**課題の内容:** 下の提供資料から、文字列「blue」を含む行をすべて抜き出し、そのまま書き写してください。

**提供資料:**
—————

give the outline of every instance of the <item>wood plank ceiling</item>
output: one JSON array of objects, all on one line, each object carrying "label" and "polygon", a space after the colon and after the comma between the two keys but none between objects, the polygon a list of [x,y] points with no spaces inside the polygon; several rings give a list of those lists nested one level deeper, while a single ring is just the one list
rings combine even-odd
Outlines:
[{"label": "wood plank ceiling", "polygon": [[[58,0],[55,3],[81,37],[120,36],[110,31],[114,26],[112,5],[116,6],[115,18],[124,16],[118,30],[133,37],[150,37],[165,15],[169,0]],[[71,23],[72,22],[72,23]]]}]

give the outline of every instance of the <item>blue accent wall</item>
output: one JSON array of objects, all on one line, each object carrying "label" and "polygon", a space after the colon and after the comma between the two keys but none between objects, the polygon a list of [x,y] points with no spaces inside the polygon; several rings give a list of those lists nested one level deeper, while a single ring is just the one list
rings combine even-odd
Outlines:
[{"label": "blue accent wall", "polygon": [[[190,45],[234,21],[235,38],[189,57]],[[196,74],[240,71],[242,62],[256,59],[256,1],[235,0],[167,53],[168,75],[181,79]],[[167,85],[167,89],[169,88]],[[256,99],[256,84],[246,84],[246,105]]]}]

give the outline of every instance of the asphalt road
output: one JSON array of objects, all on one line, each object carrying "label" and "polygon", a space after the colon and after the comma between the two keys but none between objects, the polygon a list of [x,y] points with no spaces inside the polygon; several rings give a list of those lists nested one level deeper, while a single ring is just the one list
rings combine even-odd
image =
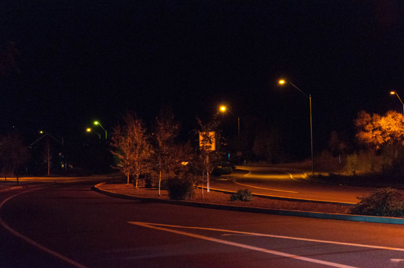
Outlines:
[{"label": "asphalt road", "polygon": [[401,226],[144,203],[93,184],[2,193],[0,266],[404,265]]},{"label": "asphalt road", "polygon": [[257,166],[238,168],[250,173],[224,176],[226,180],[212,182],[211,187],[233,191],[248,189],[260,194],[355,203],[359,201],[358,197],[366,195],[374,190],[313,182],[302,172],[295,170]]}]

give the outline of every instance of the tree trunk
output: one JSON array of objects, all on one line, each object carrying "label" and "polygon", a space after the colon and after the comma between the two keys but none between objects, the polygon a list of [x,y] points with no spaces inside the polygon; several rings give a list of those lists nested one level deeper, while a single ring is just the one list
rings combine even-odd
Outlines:
[{"label": "tree trunk", "polygon": [[161,170],[160,170],[160,174],[159,176],[159,195],[161,195],[160,194],[160,184],[161,184]]},{"label": "tree trunk", "polygon": [[137,174],[136,175],[136,188],[137,189]]},{"label": "tree trunk", "polygon": [[202,173],[202,200],[204,200],[204,173]]}]

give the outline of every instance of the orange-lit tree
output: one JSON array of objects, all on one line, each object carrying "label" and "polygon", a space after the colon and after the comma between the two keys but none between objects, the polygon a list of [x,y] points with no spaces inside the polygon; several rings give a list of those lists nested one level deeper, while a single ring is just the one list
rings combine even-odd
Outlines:
[{"label": "orange-lit tree", "polygon": [[179,165],[174,139],[178,134],[178,124],[174,120],[174,115],[169,109],[162,110],[159,117],[156,118],[155,155],[157,159],[159,173],[159,195],[162,180],[174,175],[176,166]]},{"label": "orange-lit tree", "polygon": [[135,176],[137,189],[139,176],[150,166],[153,150],[141,120],[127,113],[124,123],[123,126],[118,125],[114,129],[111,152],[118,160],[118,168],[127,177],[128,185],[130,176]]}]

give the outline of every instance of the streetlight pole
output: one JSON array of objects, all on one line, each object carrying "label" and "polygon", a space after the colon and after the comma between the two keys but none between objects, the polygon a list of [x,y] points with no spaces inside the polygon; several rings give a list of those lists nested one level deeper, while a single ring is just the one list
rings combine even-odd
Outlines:
[{"label": "streetlight pole", "polygon": [[107,130],[105,130],[105,129],[103,127],[103,126],[101,125],[101,124],[98,121],[94,121],[94,125],[99,125],[99,126],[101,127],[101,128],[102,128],[103,130],[104,131],[105,131],[105,144],[107,144]]},{"label": "streetlight pole", "polygon": [[402,103],[402,101],[400,98],[400,97],[398,96],[398,94],[397,94],[397,92],[395,91],[391,91],[390,92],[390,94],[391,95],[397,95],[397,97],[398,98],[398,99],[400,100],[400,102],[401,102],[401,104],[402,104],[402,115],[404,116],[404,103]]},{"label": "streetlight pole", "polygon": [[[235,117],[237,117],[237,154],[238,154],[238,152],[240,151],[240,117],[238,116],[236,116],[234,114],[232,113],[232,112],[229,110],[226,106],[222,105],[220,106],[220,111],[221,112],[224,112],[226,110],[228,111],[232,115]],[[238,156],[238,164],[240,164],[240,157]]]},{"label": "streetlight pole", "polygon": [[90,128],[88,128],[86,129],[86,131],[87,131],[87,132],[93,132],[93,133],[94,133],[96,134],[97,134],[98,135],[98,143],[101,143],[101,134],[100,134],[98,133],[98,132],[96,132],[95,131],[94,131],[94,130],[93,130],[92,129],[91,129]]},{"label": "streetlight pole", "polygon": [[[286,81],[284,80],[279,80],[279,84],[283,85]],[[311,146],[312,149],[312,174],[314,175],[314,162],[313,159],[313,121],[312,120],[312,95],[309,94],[308,95],[306,93],[300,90],[300,88],[296,86],[293,83],[291,82],[289,82],[289,83],[292,85],[295,88],[297,89],[300,92],[301,92],[305,96],[309,98],[309,103],[310,105],[310,145]],[[398,96],[398,95],[397,95]],[[402,103],[402,102],[401,102]]]}]

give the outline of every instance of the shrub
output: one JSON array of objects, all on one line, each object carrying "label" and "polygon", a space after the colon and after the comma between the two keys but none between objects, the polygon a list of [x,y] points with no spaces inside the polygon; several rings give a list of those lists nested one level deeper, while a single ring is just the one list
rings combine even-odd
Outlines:
[{"label": "shrub", "polygon": [[230,201],[250,201],[252,196],[251,191],[248,189],[245,190],[239,190],[236,193],[231,195]]},{"label": "shrub", "polygon": [[404,215],[404,192],[390,187],[378,189],[351,209],[353,214],[371,216],[401,217]]},{"label": "shrub", "polygon": [[178,177],[167,180],[166,186],[168,195],[171,199],[183,200],[187,196],[188,197],[192,196],[193,193],[192,183]]},{"label": "shrub", "polygon": [[228,175],[231,174],[233,170],[231,167],[222,167],[222,168],[216,167],[213,169],[211,173],[211,175],[214,177],[219,177],[222,175]]}]

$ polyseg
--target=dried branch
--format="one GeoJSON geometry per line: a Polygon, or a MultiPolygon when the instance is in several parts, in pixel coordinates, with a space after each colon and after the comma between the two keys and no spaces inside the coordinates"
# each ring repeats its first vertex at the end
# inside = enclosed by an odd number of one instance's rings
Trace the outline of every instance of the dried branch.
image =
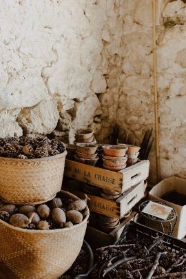
{"type": "Polygon", "coordinates": [[[147,277],[146,278],[146,279],[151,279],[152,278],[152,276],[153,276],[155,270],[156,269],[156,267],[158,267],[158,265],[159,264],[160,257],[161,256],[161,255],[163,254],[165,254],[165,253],[158,253],[157,254],[157,256],[156,257],[156,259],[155,259],[155,261],[154,261],[154,263],[151,270],[149,271],[149,274],[147,275],[147,277]]]}
{"type": "Polygon", "coordinates": [[[105,246],[104,247],[101,247],[96,249],[96,251],[104,251],[105,250],[107,250],[107,249],[117,249],[117,248],[125,248],[125,247],[132,247],[136,246],[136,244],[123,244],[123,245],[109,245],[109,246],[105,246]]]}
{"type": "Polygon", "coordinates": [[[118,265],[121,265],[126,262],[130,262],[132,260],[136,260],[136,256],[135,256],[134,257],[130,257],[130,258],[124,258],[121,260],[117,260],[116,262],[114,262],[113,265],[110,265],[110,267],[107,267],[103,271],[103,277],[105,277],[105,275],[107,275],[113,269],[117,267],[118,265]]]}
{"type": "Polygon", "coordinates": [[[180,265],[182,265],[185,262],[185,260],[183,260],[182,262],[181,262],[181,264],[180,264],[180,261],[182,260],[182,258],[183,258],[183,256],[184,256],[184,255],[182,256],[178,260],[176,260],[176,262],[174,262],[174,264],[172,264],[172,265],[168,268],[168,269],[166,270],[166,272],[167,272],[167,273],[169,273],[169,272],[170,272],[170,271],[174,269],[174,267],[178,267],[178,266],[180,266],[180,265]]]}
{"type": "Polygon", "coordinates": [[[153,276],[152,279],[160,279],[160,278],[166,278],[168,277],[169,279],[171,278],[176,278],[177,276],[186,276],[186,272],[174,272],[174,273],[169,273],[165,274],[161,274],[156,275],[156,276],[153,276]]]}
{"type": "Polygon", "coordinates": [[[155,241],[154,241],[154,242],[147,249],[148,252],[149,253],[151,251],[151,250],[152,250],[153,248],[155,247],[155,246],[158,245],[158,244],[159,244],[161,242],[162,242],[162,240],[163,240],[163,236],[161,236],[159,238],[157,238],[155,241]]]}

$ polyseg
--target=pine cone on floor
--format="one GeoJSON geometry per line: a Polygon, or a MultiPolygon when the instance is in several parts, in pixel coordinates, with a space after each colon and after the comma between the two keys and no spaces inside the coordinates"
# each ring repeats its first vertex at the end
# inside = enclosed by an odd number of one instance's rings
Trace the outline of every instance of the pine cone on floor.
{"type": "Polygon", "coordinates": [[[37,147],[34,154],[36,158],[45,158],[48,156],[48,151],[45,147],[37,147]]]}
{"type": "Polygon", "coordinates": [[[59,151],[59,153],[63,153],[66,147],[62,141],[59,141],[57,145],[57,150],[59,151]]]}
{"type": "Polygon", "coordinates": [[[22,147],[18,145],[12,145],[11,143],[6,143],[3,146],[4,154],[10,157],[17,157],[22,150],[22,147]]]}
{"type": "Polygon", "coordinates": [[[8,212],[5,211],[0,211],[0,219],[5,222],[8,222],[10,218],[10,215],[8,212]]]}
{"type": "Polygon", "coordinates": [[[31,145],[25,145],[22,149],[25,155],[31,155],[33,153],[34,148],[31,145]]]}
{"type": "Polygon", "coordinates": [[[128,271],[127,270],[124,270],[121,278],[134,279],[134,277],[130,271],[128,271]]]}
{"type": "Polygon", "coordinates": [[[19,159],[23,159],[23,160],[28,159],[28,157],[26,156],[25,156],[24,154],[19,154],[19,155],[18,155],[17,158],[19,159]]]}
{"type": "Polygon", "coordinates": [[[51,147],[52,147],[53,149],[57,149],[57,147],[58,147],[58,143],[59,143],[58,141],[56,141],[52,139],[52,140],[51,141],[51,142],[50,143],[50,145],[51,146],[51,147]]]}
{"type": "Polygon", "coordinates": [[[4,153],[4,149],[0,146],[0,155],[2,155],[4,153]]]}
{"type": "Polygon", "coordinates": [[[155,270],[156,275],[165,274],[165,273],[166,273],[165,269],[163,267],[161,267],[160,265],[155,270]]]}
{"type": "Polygon", "coordinates": [[[141,260],[135,260],[132,265],[134,269],[140,269],[144,267],[144,262],[141,260]]]}

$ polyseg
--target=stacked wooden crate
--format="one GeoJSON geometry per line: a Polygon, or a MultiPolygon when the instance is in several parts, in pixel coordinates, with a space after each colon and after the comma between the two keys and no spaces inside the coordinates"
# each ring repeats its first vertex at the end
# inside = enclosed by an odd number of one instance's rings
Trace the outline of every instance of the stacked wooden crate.
{"type": "MultiPolygon", "coordinates": [[[[72,178],[74,183],[65,180],[65,187],[80,198],[86,194],[90,198],[88,206],[91,211],[122,219],[143,197],[146,186],[145,180],[149,175],[149,161],[145,160],[115,172],[65,160],[64,176],[68,179],[72,178]],[[118,192],[121,195],[116,200],[110,200],[99,194],[85,192],[81,187],[84,183],[101,189],[108,189],[113,193],[118,192]]],[[[120,226],[119,229],[122,229],[122,227],[120,226]]],[[[117,231],[115,232],[119,237],[117,231]]]]}

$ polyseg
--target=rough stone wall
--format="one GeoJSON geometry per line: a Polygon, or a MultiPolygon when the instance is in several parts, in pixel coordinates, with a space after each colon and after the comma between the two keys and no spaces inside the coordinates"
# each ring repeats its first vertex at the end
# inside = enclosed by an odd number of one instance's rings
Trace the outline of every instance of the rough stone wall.
{"type": "Polygon", "coordinates": [[[100,129],[113,2],[2,1],[0,136],[54,132],[72,140],[75,129],[100,129]]]}
{"type": "MultiPolygon", "coordinates": [[[[186,177],[185,1],[157,0],[157,63],[161,177],[186,177]]],[[[122,90],[118,92],[117,123],[137,143],[144,130],[154,130],[152,1],[125,0],[120,9],[122,90]]],[[[155,145],[149,156],[156,181],[155,145]]]]}

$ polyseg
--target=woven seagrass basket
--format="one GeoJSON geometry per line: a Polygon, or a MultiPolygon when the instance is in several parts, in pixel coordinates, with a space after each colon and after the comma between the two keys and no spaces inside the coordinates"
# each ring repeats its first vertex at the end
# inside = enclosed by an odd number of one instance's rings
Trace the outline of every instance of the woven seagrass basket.
{"type": "MultiPolygon", "coordinates": [[[[58,194],[78,200],[65,191],[58,194]]],[[[0,220],[0,278],[56,279],[80,252],[89,217],[70,228],[45,231],[13,227],[0,220]]]]}
{"type": "Polygon", "coordinates": [[[61,189],[67,152],[39,159],[0,157],[0,198],[8,203],[41,203],[61,189]]]}

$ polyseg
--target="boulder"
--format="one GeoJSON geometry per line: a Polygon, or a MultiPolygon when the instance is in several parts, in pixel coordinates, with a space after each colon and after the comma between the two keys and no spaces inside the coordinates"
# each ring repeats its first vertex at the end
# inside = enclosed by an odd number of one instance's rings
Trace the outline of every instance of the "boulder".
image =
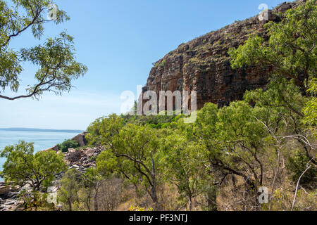
{"type": "Polygon", "coordinates": [[[80,147],[86,146],[88,143],[88,141],[86,140],[86,138],[85,138],[87,134],[87,132],[83,132],[82,134],[80,134],[74,136],[70,140],[74,140],[74,141],[76,141],[77,142],[78,142],[80,147]]]}

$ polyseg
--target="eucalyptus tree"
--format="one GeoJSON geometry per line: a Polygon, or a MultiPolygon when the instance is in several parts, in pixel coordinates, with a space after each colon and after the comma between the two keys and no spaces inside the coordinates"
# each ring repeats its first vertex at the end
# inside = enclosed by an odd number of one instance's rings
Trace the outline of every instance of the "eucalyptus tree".
{"type": "Polygon", "coordinates": [[[54,150],[39,151],[34,154],[32,143],[20,141],[6,147],[0,157],[6,158],[0,175],[6,181],[20,186],[29,184],[33,191],[49,187],[57,174],[66,169],[62,154],[54,150]]]}
{"type": "Polygon", "coordinates": [[[28,30],[35,39],[40,39],[46,23],[58,25],[70,19],[65,11],[52,4],[51,0],[12,0],[10,4],[0,1],[1,98],[38,99],[45,91],[61,95],[70,90],[73,80],[87,72],[87,67],[76,61],[73,38],[66,32],[35,46],[18,50],[13,45],[13,39],[28,30]],[[6,89],[13,93],[19,91],[25,62],[38,68],[35,84],[29,84],[25,94],[5,95],[6,89]]]}

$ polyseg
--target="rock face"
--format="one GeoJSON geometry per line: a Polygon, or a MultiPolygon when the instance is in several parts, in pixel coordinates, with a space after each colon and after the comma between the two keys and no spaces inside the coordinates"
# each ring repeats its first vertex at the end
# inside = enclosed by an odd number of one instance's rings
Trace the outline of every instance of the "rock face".
{"type": "Polygon", "coordinates": [[[274,13],[283,13],[294,4],[284,3],[273,11],[180,44],[154,63],[143,93],[154,91],[158,97],[160,91],[197,91],[200,109],[206,103],[224,105],[241,100],[245,91],[264,87],[270,68],[250,66],[232,70],[228,51],[244,44],[250,34],[268,39],[263,24],[278,21],[274,13]]]}
{"type": "Polygon", "coordinates": [[[17,210],[21,202],[18,199],[20,188],[0,182],[0,211],[17,210]]]}
{"type": "Polygon", "coordinates": [[[75,140],[77,142],[78,142],[80,147],[86,146],[87,144],[88,143],[88,142],[85,138],[87,134],[87,132],[84,132],[84,133],[80,134],[77,136],[74,136],[70,140],[72,140],[72,141],[75,140]]]}
{"type": "Polygon", "coordinates": [[[96,158],[104,149],[102,147],[84,149],[70,148],[64,153],[64,160],[69,168],[84,172],[87,168],[96,166],[96,158]]]}

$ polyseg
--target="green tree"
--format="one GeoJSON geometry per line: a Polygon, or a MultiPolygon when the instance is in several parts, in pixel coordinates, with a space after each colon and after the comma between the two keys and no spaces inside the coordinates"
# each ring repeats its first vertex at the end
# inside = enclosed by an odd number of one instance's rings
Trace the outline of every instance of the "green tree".
{"type": "Polygon", "coordinates": [[[28,184],[33,191],[49,186],[54,174],[66,170],[62,154],[48,150],[34,155],[32,143],[20,141],[15,146],[7,146],[1,152],[0,157],[6,158],[1,172],[5,181],[20,186],[28,184]]]}
{"type": "Polygon", "coordinates": [[[89,193],[94,191],[94,211],[99,210],[98,194],[99,188],[104,181],[104,177],[98,172],[96,168],[89,168],[82,175],[81,179],[89,193]]]}
{"type": "MultiPolygon", "coordinates": [[[[244,45],[229,51],[233,68],[256,65],[271,69],[272,76],[266,90],[247,91],[245,98],[259,107],[274,112],[277,118],[286,120],[287,130],[279,135],[296,139],[315,165],[317,162],[309,141],[311,135],[306,128],[314,134],[316,15],[316,1],[299,3],[297,7],[282,15],[280,22],[270,22],[265,25],[270,35],[268,41],[251,36],[244,45]]],[[[267,127],[267,129],[274,131],[282,127],[267,127]]]]}
{"type": "Polygon", "coordinates": [[[166,181],[178,187],[181,198],[187,200],[189,210],[192,211],[192,198],[204,191],[206,184],[212,182],[211,176],[206,176],[204,172],[207,162],[205,146],[176,134],[161,141],[166,181]]]}
{"type": "MultiPolygon", "coordinates": [[[[46,12],[51,0],[13,0],[10,7],[0,1],[0,88],[18,92],[23,63],[29,62],[39,68],[35,75],[36,84],[29,85],[24,95],[0,98],[15,100],[32,97],[38,99],[44,91],[61,94],[69,91],[71,82],[84,75],[87,68],[77,63],[75,57],[73,38],[63,32],[56,38],[49,38],[43,44],[29,49],[15,50],[11,41],[31,29],[35,38],[40,39],[44,31],[46,12]]],[[[59,24],[69,20],[66,13],[56,8],[53,22],[59,24]]]]}
{"type": "Polygon", "coordinates": [[[303,1],[287,11],[280,22],[271,21],[265,25],[270,35],[268,43],[251,36],[244,45],[229,51],[232,68],[269,66],[273,74],[293,79],[306,94],[309,81],[316,75],[316,20],[315,0],[303,1]]]}
{"type": "Polygon", "coordinates": [[[78,202],[80,176],[76,169],[71,169],[66,172],[59,182],[61,189],[58,192],[57,199],[58,202],[62,203],[64,210],[73,211],[73,204],[78,202]]]}

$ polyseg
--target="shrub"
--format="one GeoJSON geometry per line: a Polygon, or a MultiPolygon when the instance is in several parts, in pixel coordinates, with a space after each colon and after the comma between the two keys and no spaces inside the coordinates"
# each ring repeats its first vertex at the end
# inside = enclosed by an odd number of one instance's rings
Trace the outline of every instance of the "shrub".
{"type": "MultiPolygon", "coordinates": [[[[297,153],[288,159],[287,169],[292,174],[292,180],[297,183],[299,176],[305,170],[307,162],[310,159],[304,154],[297,153]]],[[[314,167],[309,169],[302,177],[300,184],[307,185],[316,180],[317,170],[314,167]]]]}
{"type": "Polygon", "coordinates": [[[75,148],[79,146],[80,145],[78,142],[75,140],[66,140],[62,143],[57,145],[58,149],[61,150],[63,153],[66,153],[68,150],[68,148],[75,148]]]}

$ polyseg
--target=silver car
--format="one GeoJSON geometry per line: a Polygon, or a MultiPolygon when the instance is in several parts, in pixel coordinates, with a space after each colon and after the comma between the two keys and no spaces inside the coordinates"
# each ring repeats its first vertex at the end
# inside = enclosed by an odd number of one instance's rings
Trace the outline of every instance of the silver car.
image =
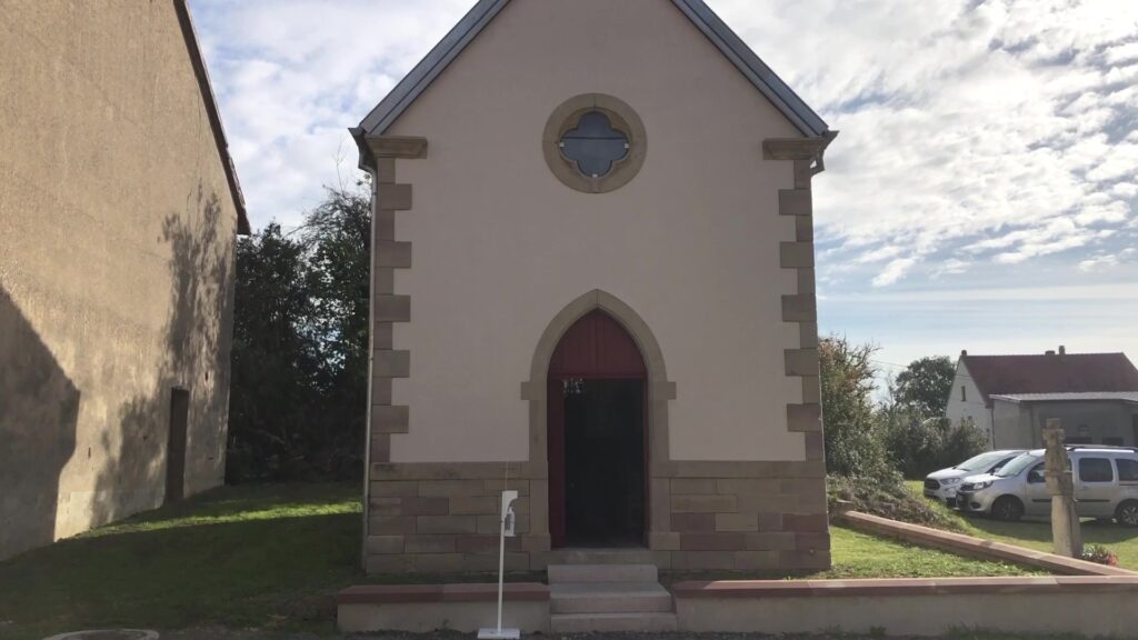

—————

**解答:**
give the outline of every instance of the <item>blue accent wall</item>
[{"label": "blue accent wall", "polygon": [[[190,45],[234,21],[235,38],[189,57]],[[196,74],[240,71],[242,62],[256,59],[256,1],[235,0],[167,53],[168,75],[181,79]],[[167,85],[167,89],[169,88]],[[256,99],[256,84],[246,84],[246,105]]]}]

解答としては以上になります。